*Travail à réaliser*
Reproduisez mot pour mot l'intégralité du texte retenu ci-dessous.

*Texte retenu*
=-=-=-=-=

Publié le 1 Jan 2013 - 00:30

L'alchimie 2012 !

 

 

Qui donc aurait pu prédire qu'on consumerait 2012 sans trop nous brûler les ailes ? A pareille époque l'année dernière, ça dégageait le soufre partout à Dakar. 2012, annus horribilis ! Pic de la tension, un jeune nervis du Parti démocratique sénégalais ramasse en plein ventre une balle...perdue, devant le siège de la mairie de Sacré-coeur Mermoz. Les faits qui tiennent le Sénégal en émoi se passent le 22 décembre, trois jours seulement avant Noël.

=-=-=-=-=

*Données fournies*
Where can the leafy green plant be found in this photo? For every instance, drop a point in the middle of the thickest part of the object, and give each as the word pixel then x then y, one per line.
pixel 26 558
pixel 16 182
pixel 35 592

=-=-=-=-=

*Corrigé de l'exercice*
Publié le 1 Jan 2013 - 00:30

L'alchimie 2012 !

 

 

Qui donc aurait pu prédire qu'on consumerait 2012 sans trop nous brûler les ailes ? A pareille époque l'année dernière, ça dégageait le soufre partout à Dakar. 2012, annus horribilis ! Pic de la tension, un jeune nervis du Parti démocratique sénégalais ramasse en plein ventre une balle...perdue, devant le siège de la mairie de Sacré-coeur Mermoz. Les faits qui tiennent le Sénégal en émoi se passent le 22 décembre, trois jours seulement avant Noël.